-- Task prompt --
Exact transcript, pictures excluded: write out every record below.

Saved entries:

____

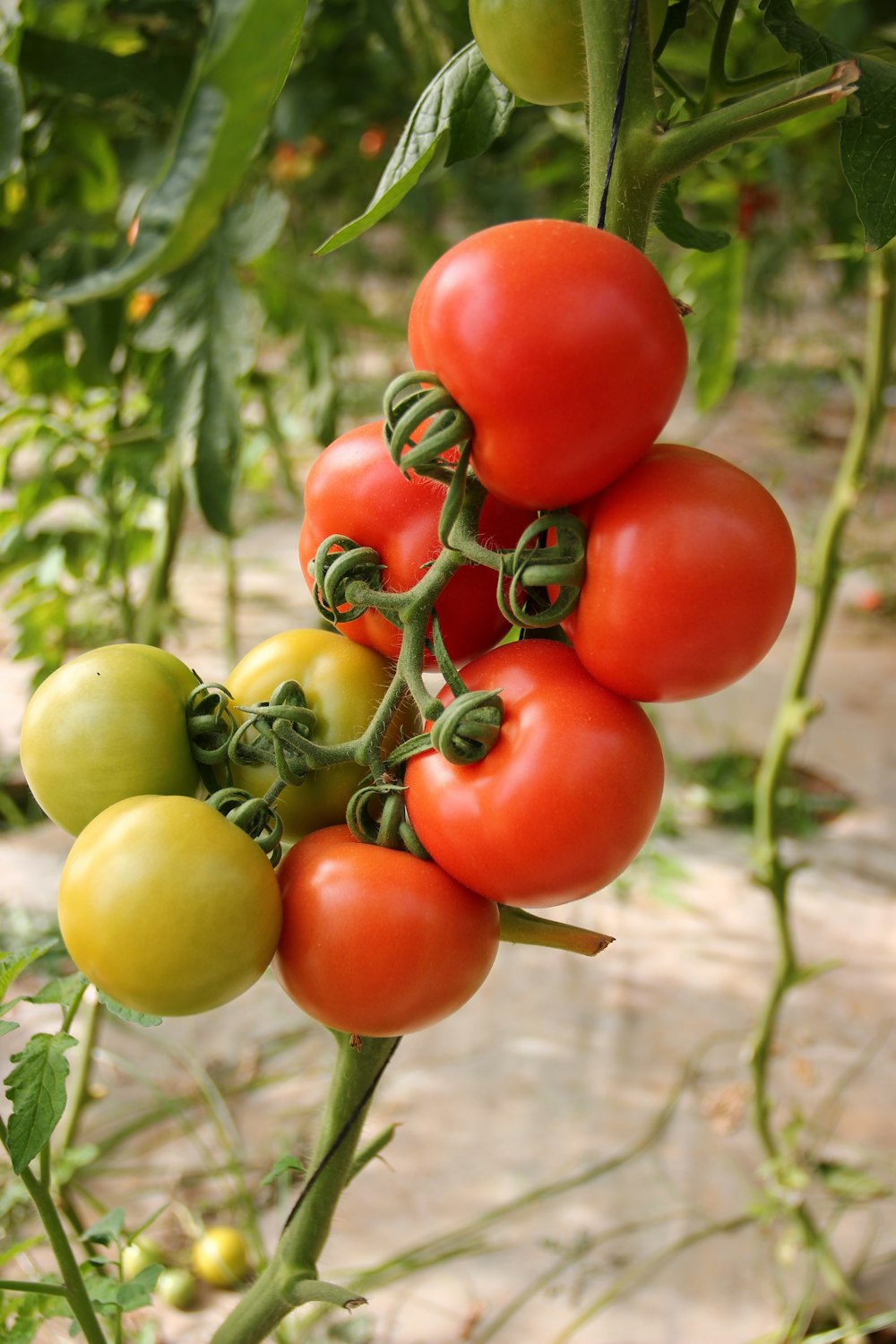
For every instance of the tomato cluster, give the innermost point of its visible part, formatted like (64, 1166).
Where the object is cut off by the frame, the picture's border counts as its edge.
(512, 524)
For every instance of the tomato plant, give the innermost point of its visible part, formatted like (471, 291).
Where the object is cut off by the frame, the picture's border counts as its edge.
(562, 803)
(109, 725)
(355, 489)
(167, 906)
(562, 344)
(538, 48)
(376, 941)
(689, 575)
(220, 1257)
(343, 683)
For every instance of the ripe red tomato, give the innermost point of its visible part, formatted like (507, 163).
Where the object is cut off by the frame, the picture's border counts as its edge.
(689, 575)
(564, 349)
(355, 489)
(375, 941)
(562, 803)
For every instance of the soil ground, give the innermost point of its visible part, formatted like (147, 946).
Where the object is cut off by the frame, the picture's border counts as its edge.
(512, 1116)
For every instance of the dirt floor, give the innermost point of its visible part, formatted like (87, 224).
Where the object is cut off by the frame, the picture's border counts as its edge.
(513, 1116)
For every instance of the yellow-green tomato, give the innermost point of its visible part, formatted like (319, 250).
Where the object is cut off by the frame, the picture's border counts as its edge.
(344, 685)
(536, 47)
(220, 1257)
(168, 908)
(109, 725)
(177, 1288)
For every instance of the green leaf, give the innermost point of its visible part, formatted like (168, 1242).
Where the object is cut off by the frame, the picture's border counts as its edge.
(15, 962)
(680, 230)
(716, 287)
(11, 113)
(868, 129)
(460, 113)
(142, 1019)
(108, 1228)
(37, 1088)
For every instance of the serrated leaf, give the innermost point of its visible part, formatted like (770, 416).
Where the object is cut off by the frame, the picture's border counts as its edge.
(142, 1019)
(11, 113)
(37, 1088)
(15, 962)
(107, 1228)
(680, 230)
(461, 112)
(868, 129)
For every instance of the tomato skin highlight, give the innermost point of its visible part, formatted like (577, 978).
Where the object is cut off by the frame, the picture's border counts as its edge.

____

-- Answer box --
For every instance of the tomato cluster, give the innermost point of its visible part, formatted like (64, 1166).
Where the object is cut off by the frame, the picture's border counts as its edge.
(512, 524)
For every instance of the tomato plant, give the innermost point of its visible part, formatted like (471, 291).
Where the object is cut off by the frame, the picture's border counts as its edge.
(562, 803)
(109, 725)
(355, 489)
(167, 906)
(562, 344)
(538, 48)
(376, 941)
(689, 575)
(220, 1257)
(343, 683)
For every instance of the ripe red tomato, give the innermost point of its visible part, formatted like (507, 163).
Where the object is cut off by the frame, the picture's border counts as its edge.
(689, 575)
(564, 349)
(355, 489)
(375, 941)
(562, 803)
For every instance of the soil ground, give the innermost point of its visible part, formatted like (147, 946).
Where the object is cut off by the frame, the picture's border counts as its edge.
(512, 1116)
For every instance of the dirt floor, give the innermost point of its visible part, formatted like (87, 224).
Where the object is cut off by the frame, the picture's border counts as its edge.
(513, 1116)
For every instance of the yellow-green tomato, give the innermost point of its visible part, formatted like (319, 250).
Where the object is cut off by the frame, the picture's border counts as its edge.
(344, 685)
(536, 47)
(220, 1257)
(168, 908)
(109, 725)
(177, 1288)
For every instance of the green leaf, give the innermost point of its visible part, formatted like (168, 1242).
Where the object is cut off by the frame, the picture's border counts as its edge.
(15, 962)
(680, 230)
(716, 287)
(11, 113)
(868, 129)
(460, 113)
(142, 1019)
(108, 1228)
(37, 1088)
For every instance of the serrated leaf, give the innermost point of its visible part, formatted like (770, 416).
Where the object is cut off by the frame, the picture's border counts as its edge.
(142, 1019)
(11, 113)
(37, 1088)
(15, 962)
(107, 1228)
(680, 230)
(461, 112)
(868, 129)
For every instance of the tomato skin highlight, give the innermost point of its visible part, formatted like (577, 978).
Where the object is cut off by the frame, the picture's border counts as its edge.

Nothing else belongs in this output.